▶ **BRIEF**
Reproduce the records character for character from the beginning through the line that contains "594L517 608L482 636L547", including that line, and leave out the pictures.

▶ **DATA LISTING**

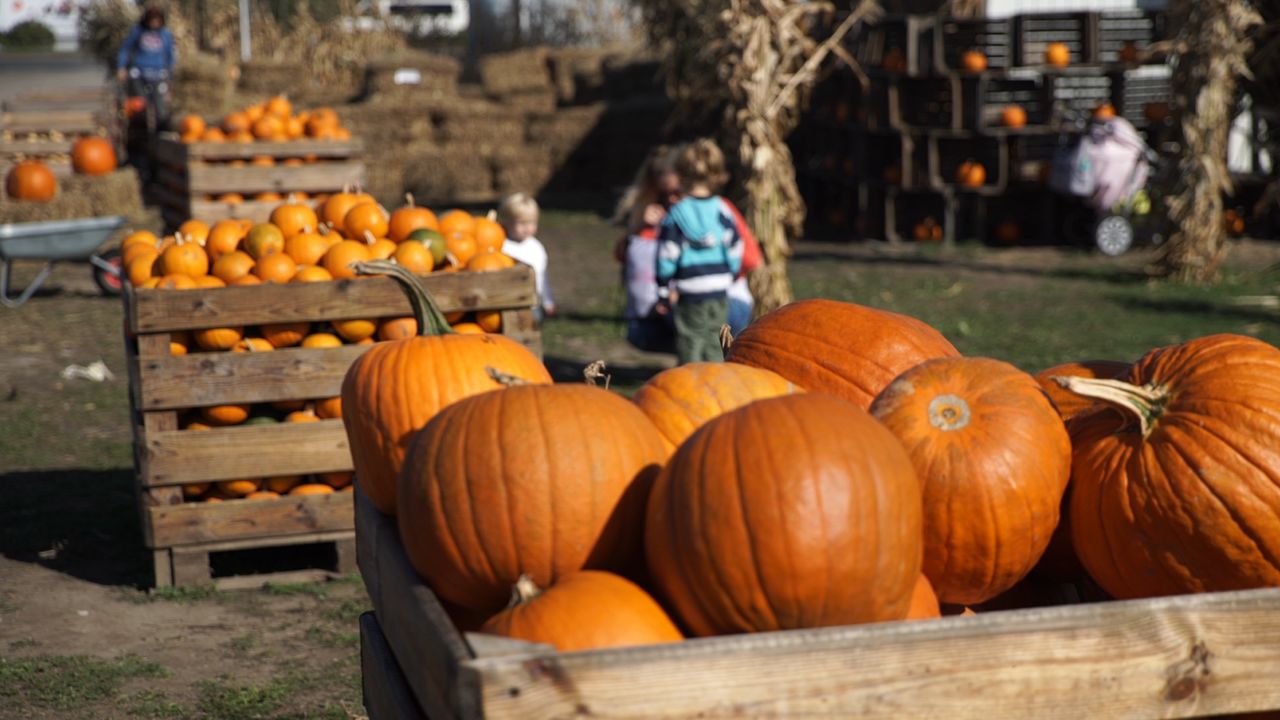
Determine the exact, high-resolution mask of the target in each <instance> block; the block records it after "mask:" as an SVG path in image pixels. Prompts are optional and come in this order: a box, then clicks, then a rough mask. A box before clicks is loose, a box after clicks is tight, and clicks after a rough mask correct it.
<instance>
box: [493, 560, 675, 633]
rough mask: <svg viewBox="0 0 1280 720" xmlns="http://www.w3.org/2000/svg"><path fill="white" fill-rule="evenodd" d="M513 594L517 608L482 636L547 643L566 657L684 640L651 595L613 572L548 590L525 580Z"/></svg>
mask: <svg viewBox="0 0 1280 720" xmlns="http://www.w3.org/2000/svg"><path fill="white" fill-rule="evenodd" d="M513 594H515V597H513V598H512V600H513V602H515V605H513V606H512V607H509V609H507V610H503V611H502V612H499V614H498V615H494V616H493V618H490V619H489V621H486V623H485V624H484V626H481V628H480V632H483V633H490V634H495V635H504V637H508V638H517V639H522V641H527V642H535V643H547V644H550V646H554V647H556V650H558V651H561V652H572V651H576V650H593V648H599V647H627V646H636V644H653V643H669V642H680V641H682V639H684V635H682V634H681V633H680V630H678V629H676V625H675V624H673V623H672V621H671V618H668V616H667V614H666V612H664V611H663V610H662V607H660V606H659V605H658V603H657V602H655V601H654V600H653V598H652V597H649V593H646V592H644V591H643V589H640V585H636V584H635V583H632V582H631V580H627V579H626V578H622V577H618V575H614V574H612V573H603V571H599V570H582V571H581V573H573V574H572V575H568V577H566V578H562V579H561V580H559V582H557V583H556V584H554V585H552V587H550V588H548V589H545V591H540V589H539V588H538V585H535V584H534V582H532V580H531V579H529V577H527V575H525V577H521V578H520V580H517V582H516V589H515V593H513Z"/></svg>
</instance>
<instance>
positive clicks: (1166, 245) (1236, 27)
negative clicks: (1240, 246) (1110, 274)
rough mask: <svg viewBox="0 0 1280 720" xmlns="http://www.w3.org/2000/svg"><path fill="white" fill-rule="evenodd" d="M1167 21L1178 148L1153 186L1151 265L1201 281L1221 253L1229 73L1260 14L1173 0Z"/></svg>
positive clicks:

▶ **EXERCISE ANSWER**
Determine the exact, high-resolution mask of the target in each <instance> block; the block records it after "mask:" as an SVG path in image pixels. Prompts are optional and come in this order: a box, then clicks, then a rough mask. A box before clicks is loose, a box after clicks is tight, and clicks after a rough mask correct it.
<instance>
box: [493, 560, 675, 633]
rough mask: <svg viewBox="0 0 1280 720" xmlns="http://www.w3.org/2000/svg"><path fill="white" fill-rule="evenodd" d="M513 594L517 608L482 636L547 643L566 657L684 640L651 595L613 572L548 590L525 580Z"/></svg>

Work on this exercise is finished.